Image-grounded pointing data
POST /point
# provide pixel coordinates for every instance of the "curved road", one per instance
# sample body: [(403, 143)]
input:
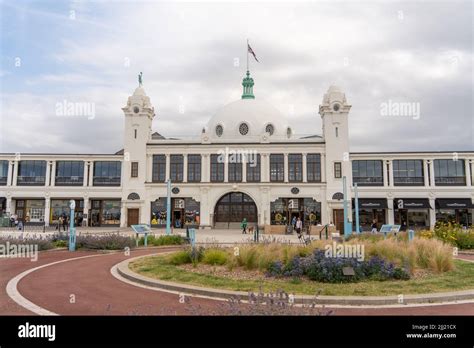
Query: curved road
[(86, 287)]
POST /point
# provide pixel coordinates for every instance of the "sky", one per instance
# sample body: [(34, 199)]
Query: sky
[(384, 55)]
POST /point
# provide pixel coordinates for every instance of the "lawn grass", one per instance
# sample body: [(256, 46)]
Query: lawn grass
[(461, 278)]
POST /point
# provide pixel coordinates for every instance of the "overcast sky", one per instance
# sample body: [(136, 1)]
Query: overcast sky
[(78, 51)]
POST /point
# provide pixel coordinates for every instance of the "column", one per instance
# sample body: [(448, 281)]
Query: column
[(305, 176), (432, 212), (47, 204), (15, 173), (425, 173), (10, 174), (244, 167), (168, 167), (86, 211), (432, 178), (53, 174), (91, 173), (468, 173), (185, 168)]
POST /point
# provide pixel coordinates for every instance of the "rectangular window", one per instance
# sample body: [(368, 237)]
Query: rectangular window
[(159, 168), (235, 168), (337, 170), (217, 169), (277, 167), (295, 167), (449, 173), (3, 172), (408, 173), (134, 170), (253, 168), (367, 172), (107, 173), (176, 168), (194, 168), (69, 173), (32, 173), (313, 167)]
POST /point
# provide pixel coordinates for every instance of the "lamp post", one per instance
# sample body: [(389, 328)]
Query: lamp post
[(72, 228), (168, 208)]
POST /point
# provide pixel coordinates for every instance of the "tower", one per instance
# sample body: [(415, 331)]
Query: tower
[(139, 114), (334, 111)]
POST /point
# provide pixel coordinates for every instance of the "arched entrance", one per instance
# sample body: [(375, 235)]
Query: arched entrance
[(232, 208)]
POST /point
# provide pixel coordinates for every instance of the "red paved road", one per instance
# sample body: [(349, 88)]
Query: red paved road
[(97, 292)]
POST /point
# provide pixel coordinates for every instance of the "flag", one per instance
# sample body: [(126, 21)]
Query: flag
[(250, 50)]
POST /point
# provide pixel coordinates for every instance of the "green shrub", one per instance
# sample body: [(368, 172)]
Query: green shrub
[(215, 256)]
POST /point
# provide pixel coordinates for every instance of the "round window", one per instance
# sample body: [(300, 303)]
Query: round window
[(243, 128), (219, 130), (270, 129)]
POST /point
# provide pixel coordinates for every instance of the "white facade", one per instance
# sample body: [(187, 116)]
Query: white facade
[(245, 125)]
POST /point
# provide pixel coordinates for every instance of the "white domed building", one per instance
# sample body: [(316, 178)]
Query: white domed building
[(247, 163)]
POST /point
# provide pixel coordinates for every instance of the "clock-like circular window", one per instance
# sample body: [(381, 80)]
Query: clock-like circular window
[(270, 129), (243, 128), (219, 130)]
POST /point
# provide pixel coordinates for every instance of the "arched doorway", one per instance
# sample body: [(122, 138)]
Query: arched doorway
[(232, 208)]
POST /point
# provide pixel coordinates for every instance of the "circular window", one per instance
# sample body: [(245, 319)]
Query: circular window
[(243, 128), (270, 129), (219, 130)]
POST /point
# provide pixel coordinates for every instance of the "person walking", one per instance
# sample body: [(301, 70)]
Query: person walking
[(243, 225)]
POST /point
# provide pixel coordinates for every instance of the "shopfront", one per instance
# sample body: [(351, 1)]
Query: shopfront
[(412, 213), (370, 209), (60, 207), (105, 212), (283, 210), (184, 212), (455, 210), (30, 210)]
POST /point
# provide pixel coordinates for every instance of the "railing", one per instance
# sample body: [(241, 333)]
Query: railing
[(69, 181), (31, 180), (409, 181), (106, 181), (368, 180), (450, 181)]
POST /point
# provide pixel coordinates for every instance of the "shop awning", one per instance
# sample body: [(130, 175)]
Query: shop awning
[(371, 203), (411, 203), (454, 203)]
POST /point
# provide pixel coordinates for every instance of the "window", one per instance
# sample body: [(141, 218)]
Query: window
[(176, 168), (235, 168), (3, 172), (408, 172), (253, 168), (194, 168), (32, 173), (159, 168), (69, 173), (107, 173), (449, 172), (134, 173), (295, 167), (313, 167), (277, 167), (337, 170), (217, 169), (367, 173)]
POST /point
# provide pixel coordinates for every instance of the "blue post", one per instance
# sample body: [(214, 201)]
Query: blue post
[(356, 191), (168, 208), (72, 228), (347, 228)]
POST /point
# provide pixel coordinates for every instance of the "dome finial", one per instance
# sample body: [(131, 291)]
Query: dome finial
[(248, 83)]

#### What the task asks
Repeat each entry above exactly. Omit the pictures.

#### Exercise output
POST /point
# provide pixel coordinates for every instance of the "curved road", one per instance
# sample body: [(403, 143)]
input:
Query: curved road
[(86, 287)]
POST /point
# provide pixel coordinates for every instance of the "sky", one per instance
# sample body: [(34, 199)]
Query: sky
[(384, 55)]
POST /point
# provide pixel coordinates for every instance of the "lawn grass", one per instance
# sample body: [(256, 46)]
Query: lawn grass
[(461, 278)]
POST /point
# provide pixel coordinates for every instance of the "overcast sky", one per instance
# sample body: [(136, 1)]
Query: overcast sky
[(78, 51)]
POST /point
# provide pixel coordinates for every instance of the "column", one per instance
# sample body: [(448, 281)]
Query: column
[(305, 176), (432, 212), (47, 204), (15, 173), (425, 173), (10, 174), (244, 167), (168, 167), (86, 211), (432, 178), (53, 174), (91, 173), (468, 173), (185, 168)]
POST /point
# provide pixel coordinates for every instance of the "rectangular window", one per instance
# sample body: [(368, 237)]
Query: rectangular window
[(159, 168), (235, 168), (337, 170), (217, 169), (277, 167), (295, 167), (449, 173), (3, 172), (408, 173), (134, 170), (253, 168), (367, 172), (107, 173), (176, 168), (194, 168), (69, 173), (32, 173), (313, 167)]
POST /point
# provide pixel coordinates for every instance of the "lamp post", one per instance
# sample body: [(389, 328)]
Query: lamp post
[(72, 228), (168, 208)]
POST /point
# provide pixel coordinates for every instance of the "tower", one per instance
# sample body: [(415, 331)]
Query: tower
[(139, 114), (334, 111)]
POST /point
# provide pixel coordinates for every instance of the "arched entrance", one per instance
# sample body: [(375, 235)]
Query: arched entrance
[(232, 208)]
POST /point
# provide pixel coordinates for every instance of the "red paved road", one per instance
# sample body: [(349, 88)]
Query: red paved road
[(97, 292)]
POST /point
# provide pixel coordinates for every instance of the "flag", one per instance
# sample body: [(126, 21)]
Query: flag
[(250, 50)]
POST /point
# provide pixel coordinates for every instance of the "green shrub", one per instance
# sample body: [(368, 172)]
Query: green shrub
[(215, 256)]
POST /point
# provide pixel coordinates for every instance of the "round window", one per instance
# sample body: [(300, 303)]
Query: round window
[(243, 128), (219, 130), (270, 129)]
POST /point
# provide pixel coordinates for every instance of the "white facade", one per instance
# sample body: [(187, 116)]
Query: white facade
[(245, 125)]
POST /point
# provide pixel coordinates for every instance of the "white domed building", one per instance
# sample body: [(316, 178)]
Query: white domed building
[(247, 163)]
POST /point
# provide pixel coordinates for every instance of the "clock-like circular window", one per instance
# sample body: [(381, 80)]
Query: clock-like circular window
[(270, 129), (243, 128), (219, 130)]
POST /point
# provide pixel coordinates for every instance of the "arched doorway", one per instance
# sample body: [(122, 138)]
Query: arched doorway
[(232, 208)]
POST /point
# provide pixel coordinates for every instance of the "circular window", one per instance
# sample body: [(245, 319)]
Query: circular window
[(243, 128), (270, 129), (219, 130)]
POST /point
# provide pixel coordinates for every instance of the "person walking", one per instance
# sample body: [(301, 70)]
Query: person walking
[(243, 225)]
POST /point
# provide pixel coordinates for every instance of the "shopfront", one per instance
# sample body: [(351, 1)]
Query: shopfront
[(412, 213), (370, 209), (60, 207), (105, 212), (283, 210), (184, 212), (455, 210), (30, 210)]
POST /point
# provide pixel coordinates for every instance of the "railing", one per instance
# sample body: [(241, 333)]
Query: railing
[(69, 181), (31, 180), (409, 181), (106, 181), (368, 180), (450, 181)]
POST /point
# provide pixel coordinates for every instance of the "shop awning", one per instance
# sample body: [(130, 175)]
Query: shop awning
[(371, 203), (411, 203), (454, 203)]
POST /point
# provide pixel coordinates for every instance of the "window", one per instance
# sample body: [(141, 218)]
Query: window
[(176, 168), (235, 168), (3, 172), (408, 172), (253, 168), (194, 168), (32, 173), (159, 168), (69, 173), (107, 173), (449, 172), (134, 173), (295, 167), (313, 167), (277, 167), (337, 170), (217, 169), (367, 173)]
POST /point
# provide pixel coordinates for every instance of the "blue post", one per instance
# sample body: [(214, 201)]
Query: blue post
[(356, 191), (168, 208), (72, 228), (347, 228)]
POST /point
# provide pixel coordinates for every instance of the "dome finial", one per instance
# sample body: [(131, 291)]
Query: dome finial
[(248, 83)]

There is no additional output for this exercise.